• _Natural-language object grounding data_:
————————

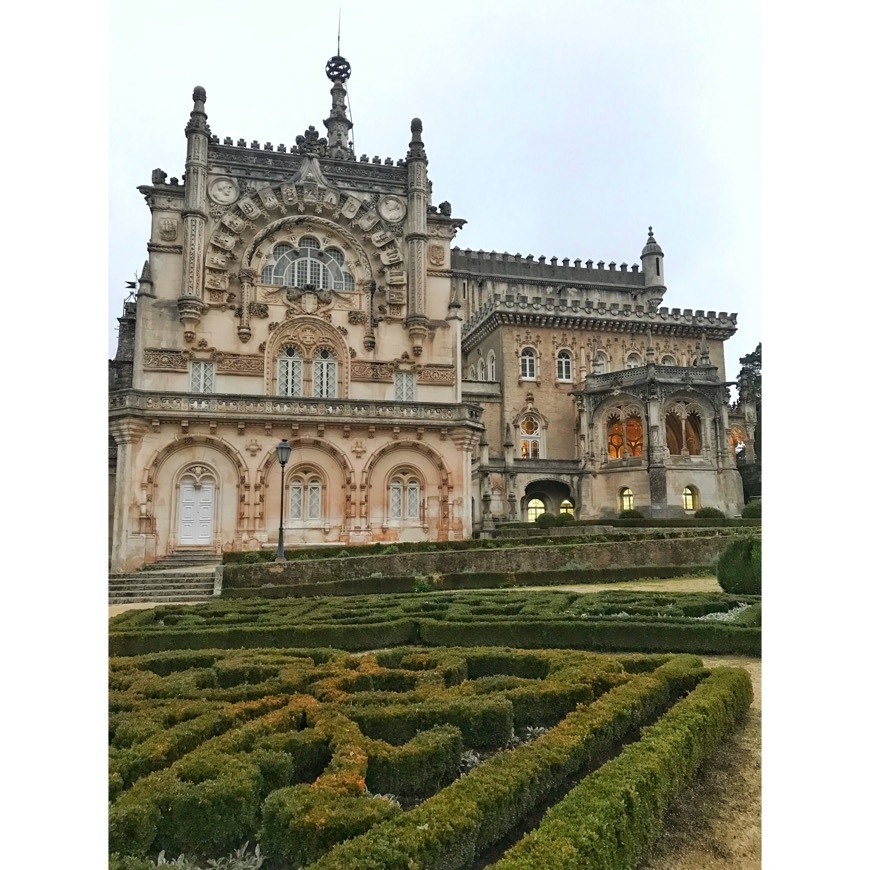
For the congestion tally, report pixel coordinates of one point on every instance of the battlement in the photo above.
(550, 310)
(527, 266)
(281, 148)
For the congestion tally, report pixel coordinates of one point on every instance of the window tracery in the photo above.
(308, 264)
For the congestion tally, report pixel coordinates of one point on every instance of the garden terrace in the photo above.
(333, 760)
(708, 623)
(627, 555)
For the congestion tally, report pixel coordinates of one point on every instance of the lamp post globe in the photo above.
(282, 451)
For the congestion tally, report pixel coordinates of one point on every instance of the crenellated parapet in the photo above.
(550, 310)
(524, 267)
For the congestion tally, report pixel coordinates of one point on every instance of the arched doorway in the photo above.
(196, 507)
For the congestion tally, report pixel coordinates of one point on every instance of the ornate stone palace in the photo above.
(427, 392)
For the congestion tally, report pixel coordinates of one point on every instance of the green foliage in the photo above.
(709, 514)
(752, 510)
(617, 811)
(739, 568)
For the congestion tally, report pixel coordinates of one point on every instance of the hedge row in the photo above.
(613, 815)
(471, 814)
(462, 580)
(521, 531)
(652, 636)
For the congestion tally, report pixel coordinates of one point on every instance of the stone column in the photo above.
(127, 435)
(194, 216)
(416, 238)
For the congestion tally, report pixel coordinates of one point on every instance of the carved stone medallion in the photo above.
(392, 209)
(223, 190)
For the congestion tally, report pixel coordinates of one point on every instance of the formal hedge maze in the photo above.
(406, 757)
(644, 622)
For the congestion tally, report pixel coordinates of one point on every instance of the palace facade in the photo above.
(427, 392)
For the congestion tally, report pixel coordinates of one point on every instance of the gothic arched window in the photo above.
(624, 436)
(404, 496)
(528, 364)
(305, 500)
(530, 438)
(290, 373)
(535, 509)
(325, 375)
(308, 264)
(564, 365)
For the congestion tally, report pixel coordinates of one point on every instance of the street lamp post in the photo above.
(283, 452)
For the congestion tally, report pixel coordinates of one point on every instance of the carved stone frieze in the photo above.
(159, 359)
(239, 363)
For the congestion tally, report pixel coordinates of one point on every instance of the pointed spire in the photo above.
(338, 124)
(198, 118)
(651, 246)
(415, 146)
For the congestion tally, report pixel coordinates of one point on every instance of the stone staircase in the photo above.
(175, 584)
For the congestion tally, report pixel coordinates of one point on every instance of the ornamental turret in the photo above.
(338, 124)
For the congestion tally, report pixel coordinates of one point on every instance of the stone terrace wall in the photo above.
(670, 553)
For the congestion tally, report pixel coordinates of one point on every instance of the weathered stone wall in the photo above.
(672, 553)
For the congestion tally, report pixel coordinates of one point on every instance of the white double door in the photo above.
(196, 514)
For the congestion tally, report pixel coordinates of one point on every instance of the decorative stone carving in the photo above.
(223, 191)
(239, 363)
(392, 209)
(166, 360)
(168, 229)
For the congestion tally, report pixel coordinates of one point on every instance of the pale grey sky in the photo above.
(556, 128)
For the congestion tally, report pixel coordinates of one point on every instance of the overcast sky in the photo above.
(554, 128)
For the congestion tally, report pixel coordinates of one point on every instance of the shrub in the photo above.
(546, 520)
(709, 514)
(739, 568)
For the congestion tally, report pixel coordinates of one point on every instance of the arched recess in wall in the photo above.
(336, 475)
(620, 427)
(172, 474)
(400, 460)
(688, 424)
(308, 338)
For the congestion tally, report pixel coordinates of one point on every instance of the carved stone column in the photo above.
(127, 435)
(190, 303)
(246, 279)
(417, 237)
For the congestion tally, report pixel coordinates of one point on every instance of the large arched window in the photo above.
(530, 438)
(690, 498)
(535, 509)
(564, 366)
(624, 436)
(305, 500)
(290, 372)
(308, 264)
(528, 364)
(325, 375)
(683, 431)
(404, 496)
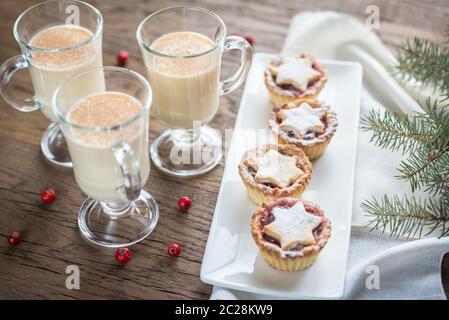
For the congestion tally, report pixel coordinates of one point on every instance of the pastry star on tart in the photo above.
(272, 172)
(290, 233)
(306, 124)
(293, 77)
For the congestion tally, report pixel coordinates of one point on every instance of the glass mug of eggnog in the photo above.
(57, 39)
(182, 49)
(106, 131)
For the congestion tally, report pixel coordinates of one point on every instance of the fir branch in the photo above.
(408, 216)
(427, 62)
(395, 132)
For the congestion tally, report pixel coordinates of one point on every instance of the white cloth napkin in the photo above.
(407, 269)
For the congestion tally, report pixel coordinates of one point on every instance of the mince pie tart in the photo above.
(272, 172)
(290, 233)
(306, 124)
(293, 77)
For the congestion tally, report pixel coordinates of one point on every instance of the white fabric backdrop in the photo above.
(407, 269)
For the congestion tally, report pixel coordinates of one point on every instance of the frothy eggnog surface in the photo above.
(58, 37)
(185, 84)
(102, 110)
(49, 69)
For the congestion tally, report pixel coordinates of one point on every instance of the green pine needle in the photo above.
(408, 216)
(427, 62)
(423, 139)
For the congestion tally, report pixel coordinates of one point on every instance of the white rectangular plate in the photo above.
(231, 258)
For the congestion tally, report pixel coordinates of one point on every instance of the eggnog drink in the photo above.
(184, 90)
(95, 167)
(50, 68)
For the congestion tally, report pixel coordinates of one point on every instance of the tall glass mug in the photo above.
(106, 130)
(57, 39)
(182, 49)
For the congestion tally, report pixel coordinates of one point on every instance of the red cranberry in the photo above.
(174, 249)
(48, 195)
(184, 203)
(250, 40)
(123, 255)
(122, 57)
(14, 238)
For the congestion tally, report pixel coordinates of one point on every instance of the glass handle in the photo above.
(124, 155)
(246, 57)
(8, 68)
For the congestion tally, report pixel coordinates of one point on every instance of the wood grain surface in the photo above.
(51, 239)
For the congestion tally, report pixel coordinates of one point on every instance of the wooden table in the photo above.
(51, 239)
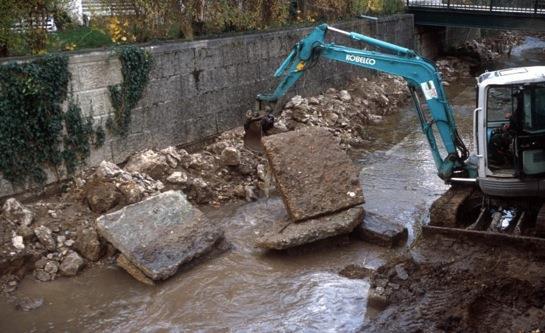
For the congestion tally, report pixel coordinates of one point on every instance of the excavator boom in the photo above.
(421, 75)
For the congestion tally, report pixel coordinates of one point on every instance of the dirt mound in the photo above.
(471, 289)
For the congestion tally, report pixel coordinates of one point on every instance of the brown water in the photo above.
(245, 289)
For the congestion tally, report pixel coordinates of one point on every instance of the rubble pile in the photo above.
(346, 113)
(58, 236)
(475, 55)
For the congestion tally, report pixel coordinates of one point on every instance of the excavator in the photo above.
(497, 192)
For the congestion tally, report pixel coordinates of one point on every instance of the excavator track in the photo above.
(464, 212)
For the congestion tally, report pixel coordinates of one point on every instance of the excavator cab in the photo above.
(510, 132)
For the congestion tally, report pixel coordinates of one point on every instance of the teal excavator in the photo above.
(498, 191)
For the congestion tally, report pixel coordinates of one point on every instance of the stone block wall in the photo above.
(201, 88)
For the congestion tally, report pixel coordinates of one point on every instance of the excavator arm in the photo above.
(420, 74)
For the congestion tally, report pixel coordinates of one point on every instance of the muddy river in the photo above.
(247, 290)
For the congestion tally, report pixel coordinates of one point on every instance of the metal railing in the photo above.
(497, 6)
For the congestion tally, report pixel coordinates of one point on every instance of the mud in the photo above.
(455, 286)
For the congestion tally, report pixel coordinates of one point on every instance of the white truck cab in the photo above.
(509, 132)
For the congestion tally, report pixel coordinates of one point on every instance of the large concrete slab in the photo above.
(314, 175)
(380, 231)
(286, 234)
(160, 233)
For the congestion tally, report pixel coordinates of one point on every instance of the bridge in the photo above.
(489, 14)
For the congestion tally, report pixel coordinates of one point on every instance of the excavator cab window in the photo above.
(500, 119)
(530, 143)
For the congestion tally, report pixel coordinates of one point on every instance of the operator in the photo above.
(501, 143)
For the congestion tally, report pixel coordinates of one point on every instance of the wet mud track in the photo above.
(457, 286)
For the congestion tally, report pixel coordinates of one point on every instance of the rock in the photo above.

————————

• _Exercise directions_: Word for word, return the entries above, but without any pictures.

• _Task response_:
For the congestion tally, report pixel coordinates of one point on every instance of the battlement in the photo above.
(550, 310)
(527, 266)
(281, 148)
For the congestion tally, report pixel coordinates of one point on every instance of the window tracery in the photo above.
(308, 264)
For the congestion tally, report pixel coordinates of one point on every instance of the garden terrace in the photo above.
(333, 760)
(708, 623)
(627, 555)
For the congestion tally, report pixel coordinates of one point on every instance of the lamp post globe in the photo above.
(282, 451)
For the congestion tally, report pixel coordinates of one point on every instance of the crenellated parapet in the photo above.
(550, 310)
(524, 267)
For the congestion tally, report pixel coordinates of one point on every instance of the arched doorway in the photo above.
(196, 507)
For the congestion tally, report pixel coordinates of one point on every instance of the ornate stone palace in the photo above.
(427, 392)
For the congestion tally, report pixel coordinates of one point on every instance of the green foliage in the photo above.
(709, 514)
(752, 510)
(617, 811)
(739, 568)
For the congestion tally, report pixel coordinates of one point on every instance of the hedge row in the photo above.
(613, 815)
(471, 814)
(462, 580)
(521, 531)
(652, 636)
For the congestion tally, report pixel coordinates of one point on every instance of the stone column in the photo above.
(127, 435)
(194, 216)
(416, 238)
For the congestion tally, report pixel coordinates of one point on every instance of the carved stone medallion in the photo above.
(392, 209)
(223, 190)
For the congestion tally, report pixel coordinates of one point on every instance of the formal hedge maze in the photo above.
(406, 757)
(644, 622)
For the congestion tally, report pixel coordinates of one point on every instance of the palace facade in the photo above.
(427, 392)
For the congestion tally, report pixel coordinates of one point on every instance of the gothic arched window in the photo above.
(624, 436)
(404, 496)
(528, 364)
(305, 500)
(530, 438)
(290, 373)
(535, 509)
(325, 375)
(308, 264)
(564, 365)
For the congestion tally, report pixel coordinates of one point on every instance of the street lamp post in the photo above.
(283, 452)
For the congestion tally, report pixel coordinates of one point on every instance of the carved stone frieze in the photo above.
(159, 359)
(239, 363)
For the congestion tally, report pixel coordinates of one point on every instance of the pointed spire in the photo above.
(338, 124)
(198, 118)
(651, 246)
(415, 146)
For the congestion tally, report pixel coordinates of one point on every instance of the stone staircase in the photo above.
(175, 584)
For the congestion tally, report pixel coordinates of one point on every instance of the ornamental turret in the photo above.
(338, 124)
For the congestion tally, report pixel coordinates of one point on every instance of the stone terrace wall in the photo above.
(670, 553)
For the congestion tally, report pixel coordinates of one point on every instance of the weathered stone wall in the photo above.
(672, 553)
For the congestion tally, report pixel coordinates of one point on every instance of the white double door in the photo above.
(196, 514)
For the congestion tally, report pixel coordinates of one point on every instance of the decorative stone carving in the photo above.
(223, 191)
(239, 363)
(392, 209)
(166, 360)
(168, 229)
For the congestion tally, report pixel coordinates of one point on every instance of the pale grey sky in the photo above.
(556, 128)
For the congestion tally, report pixel coordinates of one point on every instance of the overcast sky in the photo above.
(554, 128)
For the congestion tally, report pixel coordinates of one point on every instance of the shrub in the photo above.
(546, 520)
(709, 514)
(739, 568)
For the congestion tally, report pixel coordinates of one point on every instance of the arched recess in wall in the photo above.
(336, 475)
(620, 427)
(172, 474)
(400, 460)
(688, 424)
(308, 338)
For the congestion tally, report pixel coordinates of one point on every instance of the carved stone column in the photo above.
(127, 435)
(190, 303)
(246, 279)
(417, 237)
For the congestion tally, report pixel coordinates of one point on every instance of the large arched window in the photo above.
(530, 438)
(690, 498)
(535, 509)
(564, 366)
(624, 436)
(305, 500)
(290, 372)
(308, 264)
(528, 364)
(325, 375)
(683, 431)
(404, 496)
For the congestion tally, report pixel coordinates of one point on every instance of the pastry star on tart in the photo above.
(272, 172)
(290, 233)
(306, 124)
(293, 77)
For the congestion tally, report pixel coordinates of one point on every instance of the glass mug of eggnog in the photo above.
(57, 39)
(182, 49)
(106, 131)
For the congestion tally, report pixel coordinates of one point on every instance of the fir branch in the photo above.
(408, 216)
(427, 62)
(395, 132)
For the congestion tally, report pixel coordinates of one point on every instance of the white cloth napkin in the photo above.
(407, 269)
For the congestion tally, report pixel coordinates of one point on every instance of the mince pie tart in the photo above.
(272, 172)
(290, 233)
(306, 124)
(293, 77)
For the congestion tally, report pixel coordinates of one point on every instance of the white fabric backdrop in the photo above.
(407, 269)
For the congestion tally, report pixel coordinates of one point on every instance of the frothy eggnog surface in the photo above.
(58, 37)
(185, 84)
(102, 110)
(49, 69)
For the congestion tally, report pixel coordinates of one point on every instance of the green pine needle in the photo above.
(408, 216)
(427, 62)
(423, 139)
For the congestion tally, report pixel coordinates of one point on every instance of the white rectangular plate in the photo above.
(231, 258)
For the congestion tally, report pixel coordinates of one point on every instance of the eggnog drink in the photo above.
(184, 90)
(95, 167)
(50, 68)
For the congestion tally, report pixel coordinates of one point on every instance of the tall glass mug in the photo above.
(106, 130)
(57, 39)
(182, 49)
For the congestion tally, report pixel coordinates of one point on every instance of the red cranberry in the photo above.
(174, 249)
(48, 195)
(184, 203)
(250, 40)
(123, 255)
(122, 57)
(14, 238)
For the congestion tally, report pixel coordinates of one point on every instance of the glass handle in the photo above.
(124, 155)
(246, 57)
(8, 68)
For the congestion tally, report pixel coordinates of one point on every instance of the wood grain surface in the photo above.
(51, 239)
For the congestion tally, report pixel coordinates of one point on every instance of the wooden table in the photo above.
(51, 239)
For the congestion tally, report pixel coordinates of one point on every instance of the excavator boom in the photo above.
(421, 75)
For the congestion tally, report pixel coordinates of one point on every instance of the dirt mound in the photo above.
(471, 289)
For the congestion tally, report pixel coordinates of one point on every instance of the brown water in the photo above.
(245, 289)
For the congestion tally, report pixel coordinates of one point on every instance of the rubble pile in the photo above.
(346, 113)
(58, 236)
(475, 55)
For the congestion tally, report pixel coordinates of one point on every instance of the excavator in the photo above.
(497, 192)
For the congestion tally, report pixel coordinates of one point on every instance of the excavator track in the photo above.
(464, 212)
For the congestion tally, report pixel coordinates of one point on every instance of the excavator cab in the photo above.
(510, 132)
For the congestion tally, report pixel coordinates of one point on every instance of the teal excavator in the photo above.
(498, 191)
For the congestion tally, report pixel coordinates of one point on every instance of the stone block wall in the photo above.
(201, 88)
For the congestion tally, report pixel coordinates of one point on every instance of the excavator arm in the photo above.
(420, 74)
For the congestion tally, report pixel coordinates of one point on every instance of the muddy river in the photo above.
(247, 290)
For the congestion tally, report pixel coordinates of one point on every instance of the metal railing in the photo above.
(497, 6)
For the congestion tally, report pixel coordinates of one point on every instance of the mud in the photo above.
(455, 286)
For the congestion tally, report pixel coordinates of one point on every instance of the white truck cab in the photo above.
(509, 132)
For the congestion tally, report pixel coordinates of one point on every instance of the large concrete slab in the photo above.
(314, 175)
(380, 231)
(286, 234)
(160, 233)
For the congestion tally, report pixel coordinates of one point on every instance of the bridge in the photo above.
(489, 14)
For the congestion tally, report pixel coordinates of one point on every instance of the excavator cab window in the photo above.
(500, 119)
(530, 143)
For the congestion tally, report pixel coordinates of one point on every instance of the operator in the photo above.
(501, 143)
For the congestion tally, report pixel coordinates of one point on every instance of the wet mud track in the photo above.
(457, 286)
For the congestion tally, report pixel coordinates of one point on every instance of the rock in the photo above.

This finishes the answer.